Could you quote the lines below, from the line with "of the flag" to the line with "M22 174L16 184L16", including both of those lines?

• [Data records]:

____________________

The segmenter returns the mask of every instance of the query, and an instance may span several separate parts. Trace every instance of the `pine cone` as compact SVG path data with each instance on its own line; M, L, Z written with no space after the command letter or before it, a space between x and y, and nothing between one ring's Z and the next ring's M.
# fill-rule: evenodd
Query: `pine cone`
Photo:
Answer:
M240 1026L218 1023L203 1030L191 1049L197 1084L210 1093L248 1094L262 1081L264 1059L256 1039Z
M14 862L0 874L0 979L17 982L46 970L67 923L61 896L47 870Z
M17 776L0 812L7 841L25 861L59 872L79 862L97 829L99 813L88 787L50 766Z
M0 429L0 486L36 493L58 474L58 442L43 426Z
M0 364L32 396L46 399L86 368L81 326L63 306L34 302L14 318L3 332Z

____________________

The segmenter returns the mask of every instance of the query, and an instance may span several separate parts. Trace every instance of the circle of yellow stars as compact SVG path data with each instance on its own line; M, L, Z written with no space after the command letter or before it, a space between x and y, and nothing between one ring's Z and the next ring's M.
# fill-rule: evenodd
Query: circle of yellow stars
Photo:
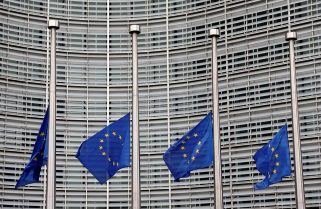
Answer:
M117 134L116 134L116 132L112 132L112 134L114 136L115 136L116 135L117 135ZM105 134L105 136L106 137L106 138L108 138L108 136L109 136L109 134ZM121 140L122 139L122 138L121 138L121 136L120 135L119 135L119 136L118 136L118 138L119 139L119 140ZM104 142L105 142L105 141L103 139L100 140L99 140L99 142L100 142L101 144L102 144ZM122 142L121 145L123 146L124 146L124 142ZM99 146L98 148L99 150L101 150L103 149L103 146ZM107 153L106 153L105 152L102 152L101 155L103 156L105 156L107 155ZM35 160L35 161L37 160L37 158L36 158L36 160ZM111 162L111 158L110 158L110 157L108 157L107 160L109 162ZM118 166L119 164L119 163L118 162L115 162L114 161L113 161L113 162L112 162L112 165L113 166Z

____________________

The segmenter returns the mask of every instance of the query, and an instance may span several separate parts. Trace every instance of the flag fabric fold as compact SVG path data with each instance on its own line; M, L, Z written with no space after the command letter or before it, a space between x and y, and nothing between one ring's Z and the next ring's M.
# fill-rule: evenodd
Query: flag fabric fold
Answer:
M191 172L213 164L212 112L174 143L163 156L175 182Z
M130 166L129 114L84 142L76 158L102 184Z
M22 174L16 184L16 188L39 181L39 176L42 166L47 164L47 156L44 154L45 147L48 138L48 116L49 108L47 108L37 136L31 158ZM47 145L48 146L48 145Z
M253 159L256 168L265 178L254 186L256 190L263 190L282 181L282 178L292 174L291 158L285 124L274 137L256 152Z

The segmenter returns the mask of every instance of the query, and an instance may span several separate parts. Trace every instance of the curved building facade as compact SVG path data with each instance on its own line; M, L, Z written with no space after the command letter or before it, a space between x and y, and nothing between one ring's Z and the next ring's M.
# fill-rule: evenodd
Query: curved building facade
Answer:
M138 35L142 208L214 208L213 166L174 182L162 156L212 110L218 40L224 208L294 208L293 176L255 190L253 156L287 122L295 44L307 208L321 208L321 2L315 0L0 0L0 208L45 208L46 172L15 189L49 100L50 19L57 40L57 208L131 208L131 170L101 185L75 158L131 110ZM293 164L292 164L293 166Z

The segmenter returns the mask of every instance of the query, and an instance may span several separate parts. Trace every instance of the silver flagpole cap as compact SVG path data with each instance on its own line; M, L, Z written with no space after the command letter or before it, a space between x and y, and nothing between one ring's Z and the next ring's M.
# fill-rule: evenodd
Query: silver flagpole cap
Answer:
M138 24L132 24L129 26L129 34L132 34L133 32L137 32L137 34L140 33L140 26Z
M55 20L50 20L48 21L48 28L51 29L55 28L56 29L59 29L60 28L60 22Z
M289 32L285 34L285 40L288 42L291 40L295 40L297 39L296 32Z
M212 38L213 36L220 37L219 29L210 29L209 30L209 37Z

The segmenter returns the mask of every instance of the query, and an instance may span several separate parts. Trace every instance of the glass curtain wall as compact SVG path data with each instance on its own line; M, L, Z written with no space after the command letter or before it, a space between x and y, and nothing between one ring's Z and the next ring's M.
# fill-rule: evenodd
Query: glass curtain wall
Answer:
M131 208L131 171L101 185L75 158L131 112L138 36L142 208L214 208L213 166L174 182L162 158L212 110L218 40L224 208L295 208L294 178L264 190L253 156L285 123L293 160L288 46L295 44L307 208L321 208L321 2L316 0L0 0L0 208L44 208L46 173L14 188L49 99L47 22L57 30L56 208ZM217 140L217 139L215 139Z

____________________

• [Result]:
The segmenter returns the mask of every instance of the query, and an instance may span several separate parts. Trace every instance of the flag fabric fold as compact SVG path data with each instance on its own line; M, L, Z written with no space after the command letter or before it, a space between x and y, and nothing between one ring's Z and the next ring's M.
# fill-rule: evenodd
Query: flag fabric fold
Answer:
M191 172L213 164L212 112L174 143L163 156L175 182Z
M130 166L129 114L84 142L76 158L102 184Z
M22 174L16 184L16 188L39 181L39 176L42 166L47 164L47 156L44 154L45 147L48 138L48 116L49 108L47 108L37 136L31 158ZM47 145L48 146L48 145Z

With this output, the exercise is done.